What is needed is an exact copy of the whole listing below, with no pictures.

DATA LISTING.
:::
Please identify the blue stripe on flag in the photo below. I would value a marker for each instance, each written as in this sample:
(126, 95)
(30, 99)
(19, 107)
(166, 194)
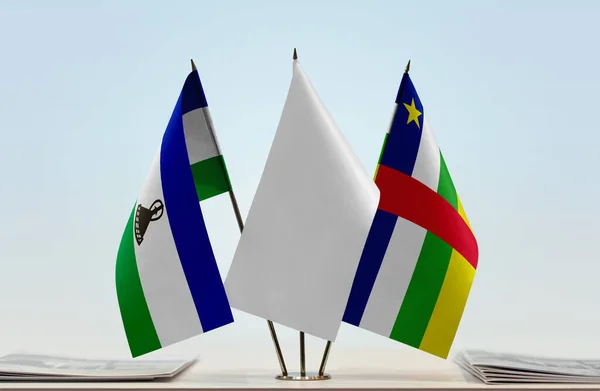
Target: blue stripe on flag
(188, 228)
(192, 94)
(404, 139)
(369, 264)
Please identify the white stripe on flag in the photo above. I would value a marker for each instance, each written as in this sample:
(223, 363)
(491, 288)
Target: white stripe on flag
(393, 277)
(427, 165)
(198, 138)
(165, 287)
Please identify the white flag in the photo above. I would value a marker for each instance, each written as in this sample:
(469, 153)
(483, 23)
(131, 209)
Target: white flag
(308, 223)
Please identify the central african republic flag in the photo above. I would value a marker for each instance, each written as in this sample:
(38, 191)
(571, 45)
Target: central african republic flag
(419, 261)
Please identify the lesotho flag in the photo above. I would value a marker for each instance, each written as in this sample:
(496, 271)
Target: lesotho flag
(168, 283)
(419, 261)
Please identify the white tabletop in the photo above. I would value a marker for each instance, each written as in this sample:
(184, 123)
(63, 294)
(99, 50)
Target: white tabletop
(350, 369)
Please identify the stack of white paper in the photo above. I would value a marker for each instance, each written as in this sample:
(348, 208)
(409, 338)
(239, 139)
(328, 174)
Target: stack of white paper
(498, 368)
(43, 368)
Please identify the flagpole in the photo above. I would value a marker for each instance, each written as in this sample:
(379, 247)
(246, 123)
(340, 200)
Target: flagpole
(240, 221)
(302, 343)
(328, 345)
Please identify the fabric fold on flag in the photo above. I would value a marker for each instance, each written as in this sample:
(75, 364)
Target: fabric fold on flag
(167, 280)
(419, 261)
(307, 225)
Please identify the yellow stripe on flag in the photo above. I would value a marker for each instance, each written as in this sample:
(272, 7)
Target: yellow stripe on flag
(449, 307)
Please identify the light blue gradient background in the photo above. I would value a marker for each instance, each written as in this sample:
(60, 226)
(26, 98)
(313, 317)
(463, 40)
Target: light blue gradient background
(510, 89)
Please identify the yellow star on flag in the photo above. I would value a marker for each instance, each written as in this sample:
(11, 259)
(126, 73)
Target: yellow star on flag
(413, 113)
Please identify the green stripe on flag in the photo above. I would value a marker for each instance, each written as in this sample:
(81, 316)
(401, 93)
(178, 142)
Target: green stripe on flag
(211, 177)
(428, 276)
(423, 291)
(445, 186)
(387, 135)
(137, 321)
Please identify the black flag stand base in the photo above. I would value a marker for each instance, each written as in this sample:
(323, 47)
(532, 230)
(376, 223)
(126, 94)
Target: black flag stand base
(303, 375)
(307, 376)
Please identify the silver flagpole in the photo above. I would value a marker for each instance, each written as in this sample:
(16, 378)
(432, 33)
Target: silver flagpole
(240, 221)
(328, 346)
(321, 375)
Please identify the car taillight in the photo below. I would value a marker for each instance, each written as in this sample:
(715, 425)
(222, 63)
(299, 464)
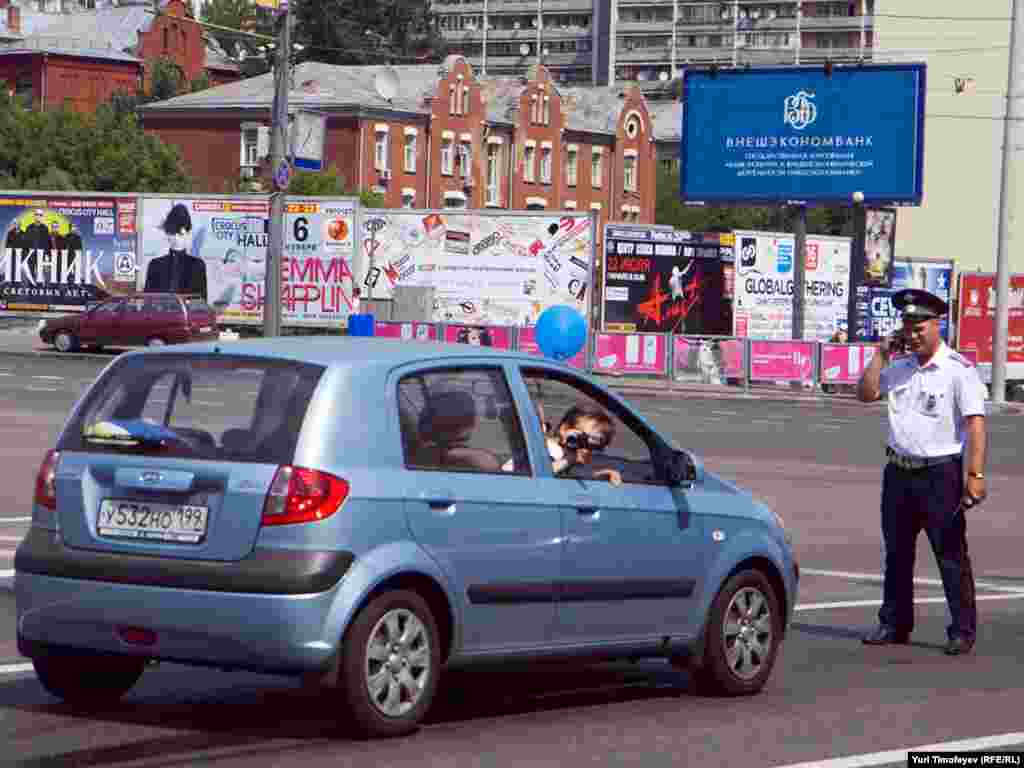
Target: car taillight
(46, 483)
(299, 495)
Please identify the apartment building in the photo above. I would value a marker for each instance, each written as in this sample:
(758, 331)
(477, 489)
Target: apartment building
(649, 41)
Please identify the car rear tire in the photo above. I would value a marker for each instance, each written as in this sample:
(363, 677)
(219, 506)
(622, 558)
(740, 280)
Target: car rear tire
(742, 637)
(390, 664)
(88, 679)
(65, 341)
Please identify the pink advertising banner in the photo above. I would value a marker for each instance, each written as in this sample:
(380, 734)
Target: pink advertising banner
(632, 353)
(843, 364)
(527, 344)
(708, 358)
(781, 360)
(406, 331)
(499, 337)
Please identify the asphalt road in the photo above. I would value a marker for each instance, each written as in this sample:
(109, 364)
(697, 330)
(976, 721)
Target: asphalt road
(829, 698)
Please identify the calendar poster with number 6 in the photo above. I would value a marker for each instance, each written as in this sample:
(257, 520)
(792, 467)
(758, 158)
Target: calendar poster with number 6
:::
RESPONSE AREA.
Please identify the blue stripe on flag in the photo below. I would value a marker for each instance, each written as in this sample:
(126, 95)
(30, 99)
(19, 107)
(166, 194)
Target: blue stripe on flag
(188, 228)
(192, 94)
(404, 139)
(369, 264)
Please identify the white stripe on flag in the photo above. I would value a marker for each instance, each written as in this sample:
(223, 363)
(491, 288)
Target: white stripe on flag
(393, 277)
(427, 165)
(198, 138)
(165, 287)
Please identify the white flag in the photo above. I would value a marker for each instance, each written as in this sample:
(469, 153)
(483, 23)
(131, 209)
Target: white flag
(308, 223)
Please identify the central african republic flag in the photo above. I would value a marker for each instance, each written as in this sample:
(38, 191)
(571, 45)
Target: central african republic flag
(419, 261)
Please identify the lesotho flag in the photo above. I would value a marker for each instance, each written as in this sample:
(496, 271)
Target: lesotho flag
(168, 283)
(419, 261)
Please identify the white tabletop in the photo above. I would value a marker for each instance, each written as in this sample:
(184, 123)
(63, 294)
(99, 50)
Target: white tabletop
(350, 369)
Please identify the stack of white paper in the photo above. I would value a marker for each instance, each written as in this sample:
(348, 208)
(409, 338)
(239, 139)
(328, 174)
Target: stack of white paper
(498, 368)
(43, 368)
Please identify the flagpole in the photo above. I would value a marker for each instance, each written as in this sample:
(379, 247)
(246, 123)
(340, 200)
Target: flagpole
(240, 221)
(302, 343)
(328, 345)
Please identify the fabric fold on flag in the photo above. I would value a marker for each instance, each written as in this sample:
(75, 364)
Target: fabric fold on flag
(167, 280)
(419, 261)
(307, 225)
Please identify the yellow stripe on flag in the photo above. I would value a marker for each instance, each written as in this sample:
(272, 7)
Target: yellow stripe on flag
(449, 307)
Please identify the light blue gradient background in the photo above. I would value a marker for each instance, each written as in this sample:
(60, 226)
(26, 98)
(313, 317)
(463, 40)
Target: light blue gradient background
(510, 89)
Please identify the yellow star on flag in the photo above. I would value a marker for each instance, each written as in this sample:
(11, 259)
(126, 73)
Target: yellow star on flag
(413, 113)
Please identify the green stripe on flag in the photo above. I would value a marker for each instance, each written as in this sample:
(81, 316)
(401, 93)
(178, 142)
Target: green stripe on flag
(211, 177)
(428, 276)
(423, 291)
(445, 186)
(387, 135)
(137, 321)
Please identify the black flag stand base in the photo above. I would value a marker for each instance, each written as in this sample:
(323, 47)
(532, 230)
(376, 223)
(126, 94)
Target: black flag stand base
(303, 375)
(307, 376)
Please identify the silver flagpole in the photo above. I would value a marker for each instance, each written as in this sample:
(16, 378)
(432, 33)
Target: silver flagpole
(240, 221)
(328, 346)
(321, 375)
Please identify the car taillight in the photo below. I would value a marker for each instance, each written as in this sample:
(715, 425)
(222, 63)
(299, 464)
Target: car taillight
(46, 483)
(299, 495)
Please identify the apartment building in the photo above. I would value a marker for each instance, each written as in this sample:
(758, 331)
(477, 489)
Target: apartment building
(649, 41)
Please identify the car rear tire in the photo above. I would value a marker for each instance, each written as in this sample:
(363, 677)
(219, 506)
(622, 558)
(740, 280)
Target: car rear tire
(742, 637)
(390, 664)
(88, 679)
(65, 341)
Please identify the pink advertising banner in the photo above. I would value a marker for each instance, each written as in this sample:
(380, 734)
Target: pink advertising banner
(632, 353)
(843, 364)
(527, 344)
(708, 358)
(781, 360)
(406, 331)
(499, 337)
Please identify the asphalt road in the photo above. I would value a marker for each instance, each written as in this sample:
(109, 364)
(697, 330)
(976, 721)
Target: asphalt road
(829, 698)
Please identify the calendar poster with number 6 in the photo above. I would value a marker for each instance, each written as in this sample:
(257, 520)
(792, 467)
(758, 158)
Target: calendar poster with number 6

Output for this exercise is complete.